Material for the 2018 Asterics and Obelics School: Table of Contents
Content is maintained on github and distributed under a BSD3 license.
%matplotlib inline
import matplotlib.pyplot as plt
import seaborn as sns; sns.set()
import numpy as np
import pandas as pd
from sklearn import neighbors, svm, ensemble, linear_model, metrics, model_selection, preprocessing
from mls import plot_image, plot_classification, scan_misclassified, plot_regression
Load the images we generated earlier:
df_img = pd.read_hdf('data/sources_img.hf5')
Since this is supervised learning, we are going to augment our training data with some "labels" that we can learn to predict in new data.
Use the true parameters values to label our generated images so we can learn to predict these parameters in real images:
df_par = pd.read_hdf('data/sources_par.hf5')
It is useful to distinguish between discrete and continuous labels since they generally require different algorithms:
However, since labels can be multi-dimensional hybrids of discrete and continuous features, not all supervised learning falls into these categories.
To demonstrate classification algorithms, we will learn to classify an image according to how many sources its contains:
nsrc_true = df_par['num_source']
plt.hist(nsrc_true, bins=4, range=(0.5, 4.5))

Written request ▸ Continue the supervised learning tutorial on labeling the generated source images, starting right after the histogram line.

Given information ▸
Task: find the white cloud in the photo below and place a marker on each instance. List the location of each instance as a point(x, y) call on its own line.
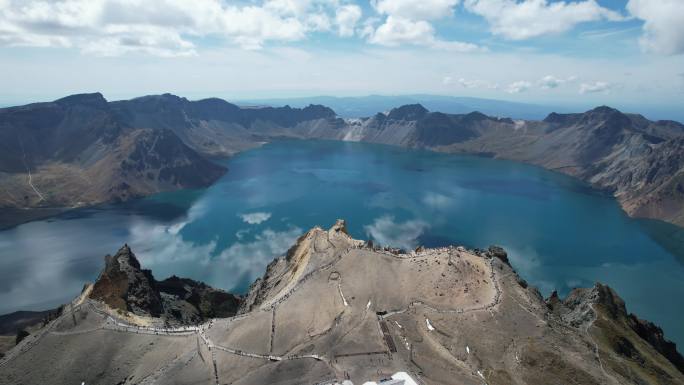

Answer below ▸
plt.xlabel('True number of sources');
To demonstrate regression algorithms, we will learn to predict the shear magnitude $$ e \equiv \sqrt{e_1^2 + e_2^2} $$ from "isolated" images containing only one source:
isolated = df_par['num_source'] == 1
print(f'Using {np.count_nonzero(isolated)} isolated sources for regression.')
df_iso = df_img[isolated]
Using 30158 isolated sources for regression.
e1 = np.hstack(df_par[isolated]['e1'].values)
e2 = np.hstack(df_par[isolated]['e2'].values)
e_true = np.sqrt(e1 ** 2 + e2 ** 2)
plt.hist(e_true, range=(0,0.6), bins=30)
plt.xlabel('True shear magnitude');
A model with enough parameters can effectively memorize the data it is trained on, but this overfitting is usually not what you want. Instead, you usually care most about how well your model generalizes to data that it has never seen.
A straightforward method to measure a model's ability to generalize is the train-test split:
The best case is that both subsets have the same accuracy. Otherwise, you are overfitting to some degree.
Notes:
There is no rigorous procedure for setting an optimum test fraction, and anything between 0.1 and 0.5 would be reasonable. A larger test fraction improves the reliability of the test metric but decreases the reliability of the model being tested.
As always, more data always helps and reduces your sensitivity to your choice of training fraction.
The sklearn train_test_split function picks a random fraction of the observed data to hold back when learning the model and then use for later testing. This is expensive (since it requires more data) but necessary to avoid overfitting the training data.
Note that since train/test splitting involves random numbers, you will need to pass around a random state object for reproducible results.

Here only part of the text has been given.